_GOAL_
Gather and copy every line of the records below that contains the word "gravel". Case counts.

● ● ●

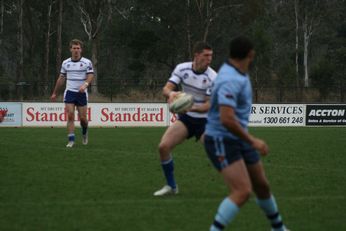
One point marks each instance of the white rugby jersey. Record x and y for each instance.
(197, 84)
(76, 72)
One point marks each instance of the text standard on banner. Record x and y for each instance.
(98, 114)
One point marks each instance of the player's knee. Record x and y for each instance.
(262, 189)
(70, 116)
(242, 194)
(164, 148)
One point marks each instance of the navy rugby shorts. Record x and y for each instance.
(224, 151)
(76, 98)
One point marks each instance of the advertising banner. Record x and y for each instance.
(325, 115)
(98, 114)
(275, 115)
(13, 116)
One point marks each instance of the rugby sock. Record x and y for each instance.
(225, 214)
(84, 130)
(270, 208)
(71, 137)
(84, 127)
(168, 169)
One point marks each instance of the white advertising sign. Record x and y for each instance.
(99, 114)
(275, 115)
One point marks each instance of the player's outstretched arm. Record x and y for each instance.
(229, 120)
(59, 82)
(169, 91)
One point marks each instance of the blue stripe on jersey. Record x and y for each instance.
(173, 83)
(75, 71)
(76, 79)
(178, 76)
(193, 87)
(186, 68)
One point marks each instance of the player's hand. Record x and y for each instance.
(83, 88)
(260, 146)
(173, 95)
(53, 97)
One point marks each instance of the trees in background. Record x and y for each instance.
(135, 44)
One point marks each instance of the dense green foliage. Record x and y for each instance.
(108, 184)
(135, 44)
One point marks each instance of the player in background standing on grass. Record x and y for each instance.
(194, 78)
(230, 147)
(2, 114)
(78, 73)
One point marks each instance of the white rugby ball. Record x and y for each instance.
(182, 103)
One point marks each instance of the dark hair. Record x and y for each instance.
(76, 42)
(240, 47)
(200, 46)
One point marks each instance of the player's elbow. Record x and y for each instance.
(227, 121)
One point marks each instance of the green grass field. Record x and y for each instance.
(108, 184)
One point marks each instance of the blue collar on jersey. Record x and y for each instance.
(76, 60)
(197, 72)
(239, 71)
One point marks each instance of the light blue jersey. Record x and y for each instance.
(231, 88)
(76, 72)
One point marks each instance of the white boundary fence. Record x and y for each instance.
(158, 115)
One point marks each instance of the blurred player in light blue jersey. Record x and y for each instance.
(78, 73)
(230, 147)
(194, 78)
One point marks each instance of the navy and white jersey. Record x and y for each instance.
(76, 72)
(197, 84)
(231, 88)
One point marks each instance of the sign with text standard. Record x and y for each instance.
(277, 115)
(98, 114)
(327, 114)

● ● ●

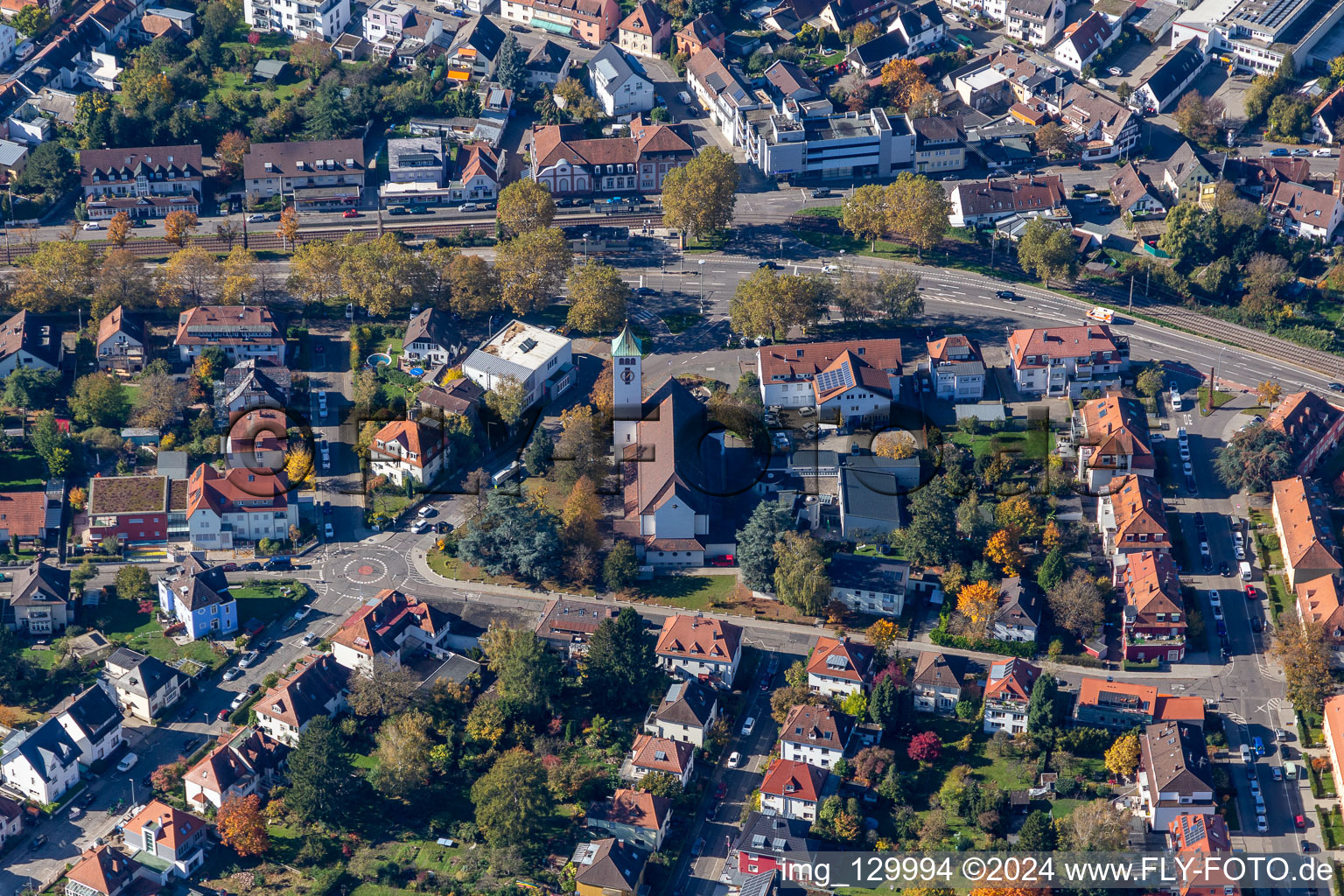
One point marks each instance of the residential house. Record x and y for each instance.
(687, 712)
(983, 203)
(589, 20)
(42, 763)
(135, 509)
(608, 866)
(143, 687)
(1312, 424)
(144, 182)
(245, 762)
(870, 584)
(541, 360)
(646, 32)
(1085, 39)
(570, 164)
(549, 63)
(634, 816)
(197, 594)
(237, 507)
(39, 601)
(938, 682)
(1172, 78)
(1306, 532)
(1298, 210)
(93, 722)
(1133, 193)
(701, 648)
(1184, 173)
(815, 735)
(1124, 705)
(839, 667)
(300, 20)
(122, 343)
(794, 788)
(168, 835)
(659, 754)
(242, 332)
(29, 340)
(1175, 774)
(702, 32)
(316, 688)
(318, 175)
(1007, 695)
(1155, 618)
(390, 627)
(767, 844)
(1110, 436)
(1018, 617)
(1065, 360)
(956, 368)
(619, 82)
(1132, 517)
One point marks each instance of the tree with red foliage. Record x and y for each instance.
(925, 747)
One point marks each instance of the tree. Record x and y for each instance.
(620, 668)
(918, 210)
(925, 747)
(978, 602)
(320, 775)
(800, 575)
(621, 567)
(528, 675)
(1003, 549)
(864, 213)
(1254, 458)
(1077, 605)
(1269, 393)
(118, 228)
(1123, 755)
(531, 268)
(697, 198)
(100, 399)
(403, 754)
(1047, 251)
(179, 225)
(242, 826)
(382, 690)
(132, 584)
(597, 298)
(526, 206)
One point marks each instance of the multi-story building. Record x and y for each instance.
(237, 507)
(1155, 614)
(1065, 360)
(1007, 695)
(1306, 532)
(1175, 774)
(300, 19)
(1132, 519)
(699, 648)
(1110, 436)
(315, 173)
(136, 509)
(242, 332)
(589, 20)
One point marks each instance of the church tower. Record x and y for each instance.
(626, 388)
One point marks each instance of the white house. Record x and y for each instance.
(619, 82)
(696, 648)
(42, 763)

● ● ●

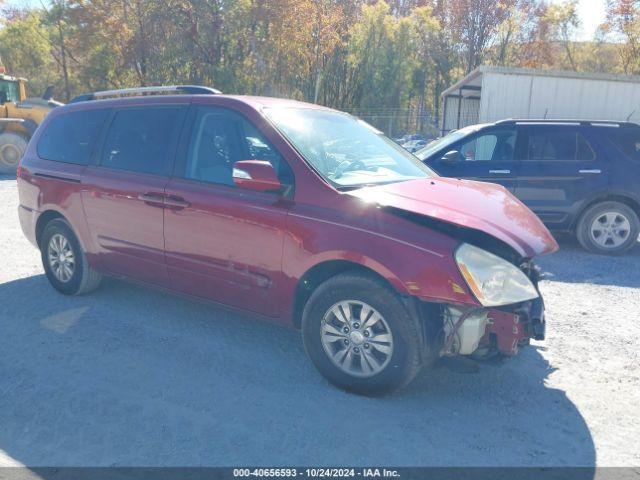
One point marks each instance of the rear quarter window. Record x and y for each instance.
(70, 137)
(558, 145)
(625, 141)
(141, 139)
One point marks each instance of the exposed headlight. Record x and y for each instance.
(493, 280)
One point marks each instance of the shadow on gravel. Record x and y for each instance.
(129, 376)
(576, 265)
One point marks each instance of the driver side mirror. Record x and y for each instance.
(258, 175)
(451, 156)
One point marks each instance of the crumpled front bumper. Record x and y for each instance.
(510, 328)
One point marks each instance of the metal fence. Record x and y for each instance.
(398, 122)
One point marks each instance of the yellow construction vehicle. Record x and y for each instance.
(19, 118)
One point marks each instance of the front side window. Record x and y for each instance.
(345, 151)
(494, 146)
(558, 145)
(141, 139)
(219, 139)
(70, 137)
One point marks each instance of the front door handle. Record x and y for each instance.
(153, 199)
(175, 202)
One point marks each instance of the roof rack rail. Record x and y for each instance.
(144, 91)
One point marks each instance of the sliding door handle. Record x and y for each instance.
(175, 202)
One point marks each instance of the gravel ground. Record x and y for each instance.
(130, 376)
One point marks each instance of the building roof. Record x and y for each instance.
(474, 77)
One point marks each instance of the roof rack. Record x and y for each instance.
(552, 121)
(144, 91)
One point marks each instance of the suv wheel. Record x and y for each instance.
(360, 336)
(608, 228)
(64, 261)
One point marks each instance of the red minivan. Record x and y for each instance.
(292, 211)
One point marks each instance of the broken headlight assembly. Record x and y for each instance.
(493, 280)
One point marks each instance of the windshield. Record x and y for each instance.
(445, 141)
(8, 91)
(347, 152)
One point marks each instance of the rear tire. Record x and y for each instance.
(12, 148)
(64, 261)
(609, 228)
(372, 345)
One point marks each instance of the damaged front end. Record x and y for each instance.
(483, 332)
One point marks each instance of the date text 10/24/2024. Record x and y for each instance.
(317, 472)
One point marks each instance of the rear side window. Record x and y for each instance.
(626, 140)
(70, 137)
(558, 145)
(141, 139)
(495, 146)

● ● ●

_FINAL ANSWER_
One point marks each instance of the shadow on gravel. Record x and y for each instance.
One point marks each instance of the gravel ground. Record x and y for each instance.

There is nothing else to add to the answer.